-- The data --
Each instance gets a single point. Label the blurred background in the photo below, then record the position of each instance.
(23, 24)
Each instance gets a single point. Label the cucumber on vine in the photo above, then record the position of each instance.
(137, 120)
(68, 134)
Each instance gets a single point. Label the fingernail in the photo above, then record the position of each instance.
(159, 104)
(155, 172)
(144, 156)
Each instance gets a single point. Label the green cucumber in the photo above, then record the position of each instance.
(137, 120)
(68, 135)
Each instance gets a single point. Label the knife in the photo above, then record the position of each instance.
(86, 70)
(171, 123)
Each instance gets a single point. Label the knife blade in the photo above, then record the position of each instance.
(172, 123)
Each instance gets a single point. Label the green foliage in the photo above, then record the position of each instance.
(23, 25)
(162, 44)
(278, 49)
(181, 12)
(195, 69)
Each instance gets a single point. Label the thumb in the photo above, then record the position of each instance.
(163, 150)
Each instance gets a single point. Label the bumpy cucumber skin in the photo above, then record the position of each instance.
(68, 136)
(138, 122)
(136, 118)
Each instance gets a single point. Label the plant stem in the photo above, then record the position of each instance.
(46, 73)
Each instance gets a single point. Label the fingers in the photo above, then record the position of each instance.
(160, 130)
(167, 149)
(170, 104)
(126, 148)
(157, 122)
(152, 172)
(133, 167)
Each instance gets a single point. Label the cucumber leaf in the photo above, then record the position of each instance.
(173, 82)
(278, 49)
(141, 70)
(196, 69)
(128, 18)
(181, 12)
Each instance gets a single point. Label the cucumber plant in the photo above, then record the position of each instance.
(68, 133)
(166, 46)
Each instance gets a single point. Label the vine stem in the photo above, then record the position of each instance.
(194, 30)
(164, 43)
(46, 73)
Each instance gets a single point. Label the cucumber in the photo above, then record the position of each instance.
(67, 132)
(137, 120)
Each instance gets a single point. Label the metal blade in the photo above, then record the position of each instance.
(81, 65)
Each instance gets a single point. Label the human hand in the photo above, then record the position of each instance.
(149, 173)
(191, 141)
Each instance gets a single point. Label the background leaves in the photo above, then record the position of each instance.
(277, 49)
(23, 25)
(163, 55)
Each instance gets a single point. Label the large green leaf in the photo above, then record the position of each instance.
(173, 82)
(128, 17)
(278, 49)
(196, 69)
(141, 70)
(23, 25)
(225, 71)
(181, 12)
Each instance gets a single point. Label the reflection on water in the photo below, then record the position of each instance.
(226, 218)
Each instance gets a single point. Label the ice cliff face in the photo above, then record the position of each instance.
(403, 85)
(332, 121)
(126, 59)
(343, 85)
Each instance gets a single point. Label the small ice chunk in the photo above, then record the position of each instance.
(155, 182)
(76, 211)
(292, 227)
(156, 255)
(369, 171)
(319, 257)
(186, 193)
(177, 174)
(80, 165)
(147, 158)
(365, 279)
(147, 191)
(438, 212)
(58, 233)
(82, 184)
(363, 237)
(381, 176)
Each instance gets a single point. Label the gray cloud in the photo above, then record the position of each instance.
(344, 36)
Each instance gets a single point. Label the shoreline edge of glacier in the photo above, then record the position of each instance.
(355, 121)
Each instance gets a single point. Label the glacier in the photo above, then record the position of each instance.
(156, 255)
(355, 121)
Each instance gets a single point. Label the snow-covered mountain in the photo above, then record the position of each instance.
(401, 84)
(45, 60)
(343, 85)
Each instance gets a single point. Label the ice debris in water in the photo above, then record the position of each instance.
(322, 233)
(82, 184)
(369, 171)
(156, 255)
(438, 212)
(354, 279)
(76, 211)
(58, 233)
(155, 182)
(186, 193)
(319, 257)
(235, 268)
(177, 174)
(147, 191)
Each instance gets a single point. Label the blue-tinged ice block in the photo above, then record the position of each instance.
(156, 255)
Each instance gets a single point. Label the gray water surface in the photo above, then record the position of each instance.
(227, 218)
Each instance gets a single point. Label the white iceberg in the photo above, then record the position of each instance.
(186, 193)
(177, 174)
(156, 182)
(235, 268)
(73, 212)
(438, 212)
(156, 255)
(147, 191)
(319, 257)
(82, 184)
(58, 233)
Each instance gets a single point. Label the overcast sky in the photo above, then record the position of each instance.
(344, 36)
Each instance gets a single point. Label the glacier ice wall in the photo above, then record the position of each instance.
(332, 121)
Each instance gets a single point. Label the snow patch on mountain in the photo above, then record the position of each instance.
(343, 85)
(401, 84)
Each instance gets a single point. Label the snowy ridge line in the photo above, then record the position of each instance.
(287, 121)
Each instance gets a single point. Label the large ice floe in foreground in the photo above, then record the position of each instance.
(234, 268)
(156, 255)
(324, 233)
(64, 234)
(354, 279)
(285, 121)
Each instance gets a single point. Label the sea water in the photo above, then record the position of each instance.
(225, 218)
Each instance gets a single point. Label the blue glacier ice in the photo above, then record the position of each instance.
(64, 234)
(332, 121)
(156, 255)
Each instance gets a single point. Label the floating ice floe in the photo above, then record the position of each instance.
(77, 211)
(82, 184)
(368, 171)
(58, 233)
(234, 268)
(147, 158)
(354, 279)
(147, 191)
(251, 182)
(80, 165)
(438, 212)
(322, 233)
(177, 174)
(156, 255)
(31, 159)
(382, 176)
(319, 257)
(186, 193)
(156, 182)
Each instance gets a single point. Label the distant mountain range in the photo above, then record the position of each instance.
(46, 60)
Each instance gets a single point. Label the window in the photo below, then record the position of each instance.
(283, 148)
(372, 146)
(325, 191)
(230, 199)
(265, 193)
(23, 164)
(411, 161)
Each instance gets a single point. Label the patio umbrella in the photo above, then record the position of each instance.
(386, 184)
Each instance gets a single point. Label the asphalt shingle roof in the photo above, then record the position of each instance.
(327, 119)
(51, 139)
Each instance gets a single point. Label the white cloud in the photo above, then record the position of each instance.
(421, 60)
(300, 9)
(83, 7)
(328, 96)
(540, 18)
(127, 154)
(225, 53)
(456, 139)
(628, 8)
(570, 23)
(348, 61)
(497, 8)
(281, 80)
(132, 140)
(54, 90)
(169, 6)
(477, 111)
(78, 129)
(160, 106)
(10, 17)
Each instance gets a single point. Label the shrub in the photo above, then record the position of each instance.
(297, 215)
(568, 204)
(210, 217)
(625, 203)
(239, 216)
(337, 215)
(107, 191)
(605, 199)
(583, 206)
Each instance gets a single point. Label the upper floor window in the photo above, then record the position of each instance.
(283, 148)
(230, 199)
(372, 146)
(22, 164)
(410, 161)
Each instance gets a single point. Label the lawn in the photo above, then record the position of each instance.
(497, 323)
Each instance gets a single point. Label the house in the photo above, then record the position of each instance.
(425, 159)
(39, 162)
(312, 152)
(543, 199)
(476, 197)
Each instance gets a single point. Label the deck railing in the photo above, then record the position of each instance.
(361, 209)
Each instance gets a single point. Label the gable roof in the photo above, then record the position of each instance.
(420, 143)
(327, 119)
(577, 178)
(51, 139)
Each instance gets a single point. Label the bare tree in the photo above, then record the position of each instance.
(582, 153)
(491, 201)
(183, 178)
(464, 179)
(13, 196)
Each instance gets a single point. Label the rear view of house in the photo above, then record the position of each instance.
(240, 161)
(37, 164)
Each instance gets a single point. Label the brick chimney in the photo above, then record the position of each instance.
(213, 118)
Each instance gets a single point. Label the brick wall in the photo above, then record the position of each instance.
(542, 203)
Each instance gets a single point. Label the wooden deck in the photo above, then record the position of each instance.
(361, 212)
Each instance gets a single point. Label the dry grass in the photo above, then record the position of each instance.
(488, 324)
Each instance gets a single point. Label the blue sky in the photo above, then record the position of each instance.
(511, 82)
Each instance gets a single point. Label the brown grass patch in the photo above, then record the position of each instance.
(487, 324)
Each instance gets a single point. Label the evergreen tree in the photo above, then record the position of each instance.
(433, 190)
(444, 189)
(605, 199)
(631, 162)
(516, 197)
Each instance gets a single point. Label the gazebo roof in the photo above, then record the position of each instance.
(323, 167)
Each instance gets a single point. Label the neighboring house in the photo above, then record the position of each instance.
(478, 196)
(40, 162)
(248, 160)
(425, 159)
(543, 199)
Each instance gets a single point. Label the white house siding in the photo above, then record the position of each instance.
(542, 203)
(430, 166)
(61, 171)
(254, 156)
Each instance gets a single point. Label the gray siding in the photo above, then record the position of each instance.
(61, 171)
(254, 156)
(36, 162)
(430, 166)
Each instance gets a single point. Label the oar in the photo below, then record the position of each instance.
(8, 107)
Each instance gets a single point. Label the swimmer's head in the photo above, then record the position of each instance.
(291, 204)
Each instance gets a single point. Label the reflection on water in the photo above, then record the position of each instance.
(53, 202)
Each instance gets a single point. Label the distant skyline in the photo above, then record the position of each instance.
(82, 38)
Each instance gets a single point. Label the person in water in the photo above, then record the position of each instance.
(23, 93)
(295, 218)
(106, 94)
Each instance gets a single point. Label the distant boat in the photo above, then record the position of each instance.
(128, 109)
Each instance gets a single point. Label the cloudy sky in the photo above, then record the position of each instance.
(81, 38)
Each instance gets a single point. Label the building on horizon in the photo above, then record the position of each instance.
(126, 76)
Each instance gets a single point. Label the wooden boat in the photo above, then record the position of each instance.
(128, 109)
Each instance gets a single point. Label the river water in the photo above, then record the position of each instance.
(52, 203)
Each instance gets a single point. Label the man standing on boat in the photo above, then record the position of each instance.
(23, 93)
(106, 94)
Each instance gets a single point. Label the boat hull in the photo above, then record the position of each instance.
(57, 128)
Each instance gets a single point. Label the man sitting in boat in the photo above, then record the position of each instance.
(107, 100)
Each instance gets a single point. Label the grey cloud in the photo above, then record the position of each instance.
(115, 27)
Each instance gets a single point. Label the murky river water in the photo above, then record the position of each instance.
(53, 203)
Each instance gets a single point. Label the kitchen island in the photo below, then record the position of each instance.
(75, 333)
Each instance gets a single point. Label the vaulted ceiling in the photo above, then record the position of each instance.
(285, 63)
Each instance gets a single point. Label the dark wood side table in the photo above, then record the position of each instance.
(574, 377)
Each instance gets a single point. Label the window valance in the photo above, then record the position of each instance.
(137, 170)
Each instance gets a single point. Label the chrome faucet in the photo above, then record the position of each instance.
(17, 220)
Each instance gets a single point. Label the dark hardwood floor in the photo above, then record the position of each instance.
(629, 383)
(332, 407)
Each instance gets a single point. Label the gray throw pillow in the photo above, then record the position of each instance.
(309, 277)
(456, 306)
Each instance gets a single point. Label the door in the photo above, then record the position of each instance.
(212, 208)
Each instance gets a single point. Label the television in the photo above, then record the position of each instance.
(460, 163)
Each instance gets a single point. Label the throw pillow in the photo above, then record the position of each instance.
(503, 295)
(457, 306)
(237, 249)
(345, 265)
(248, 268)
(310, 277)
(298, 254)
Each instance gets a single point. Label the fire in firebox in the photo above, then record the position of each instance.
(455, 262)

-- Work to be completed --
Rewrite the data starting at the line that contains "Each instance gets a single point. Label the fire" and ending at the end of the data, replacing "firebox" with "hearth" and leaving everything else unchanged.

-- Answer for the task --
Each instance gets a single point. Label the fire in hearth in the photo above, then record the position of each instance.
(455, 262)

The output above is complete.